▸ REQUIRED TASK: Rescale the material from the line with "seaplane and draw a box around each match." to the line with "[16,59,276,127]", both included, repeating every line with each bounding-box coordinate multiplied by 0.8 and rounded to a whole number, halves rounding up. Return only these lines.
[START TASK INPUTS]
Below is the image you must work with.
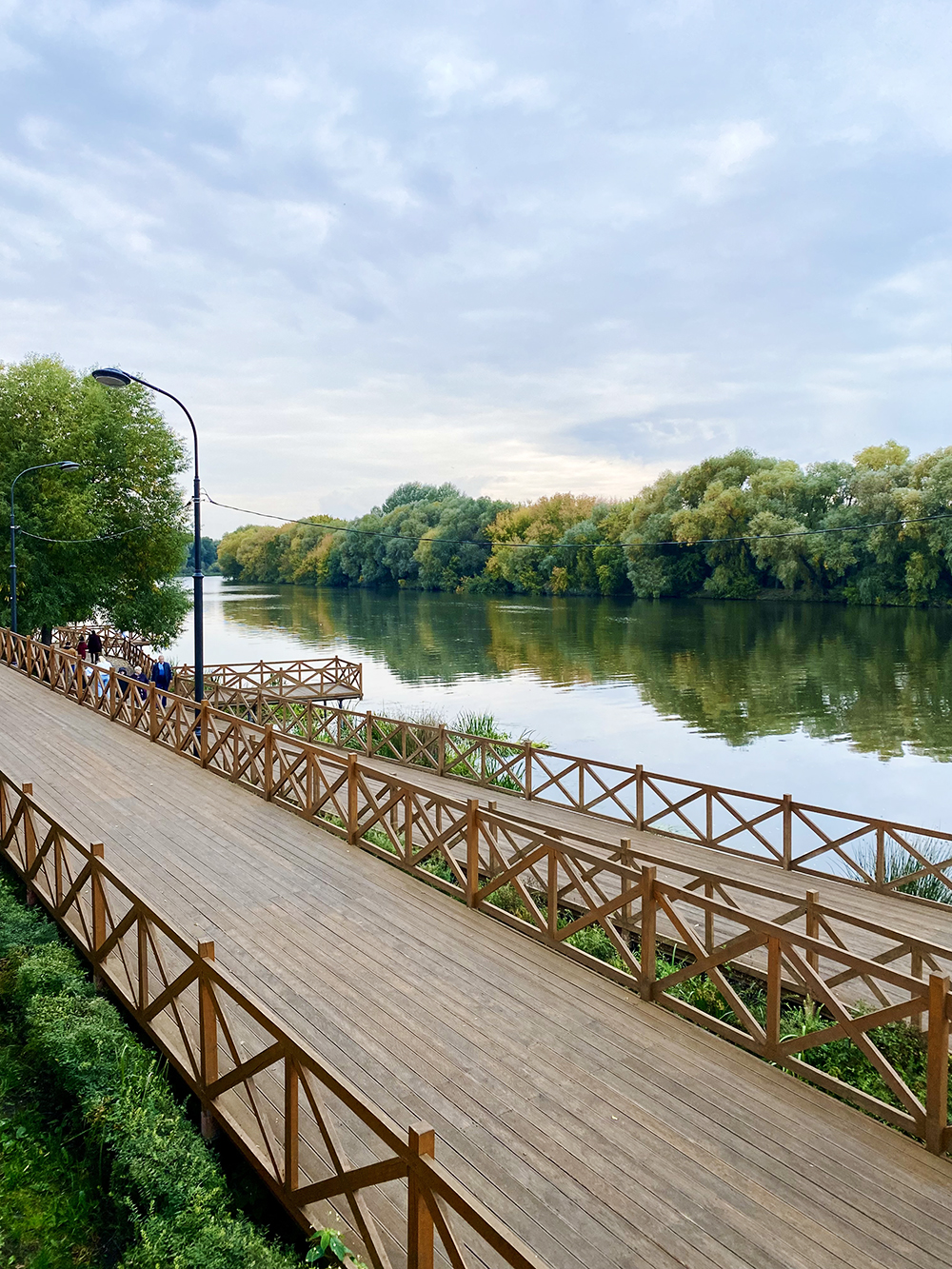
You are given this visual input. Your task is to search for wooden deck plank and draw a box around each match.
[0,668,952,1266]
[END TASK INPUTS]
[START TASK INPUTS]
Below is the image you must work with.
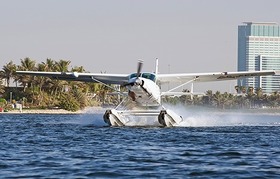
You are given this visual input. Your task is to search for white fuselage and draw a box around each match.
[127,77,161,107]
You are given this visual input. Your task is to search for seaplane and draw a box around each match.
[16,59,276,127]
[END TASK INPUTS]
▸ RESULT:
You are given this visual input. Your task is to search for seaplane and draw a box around each match.
[13,47,221,102]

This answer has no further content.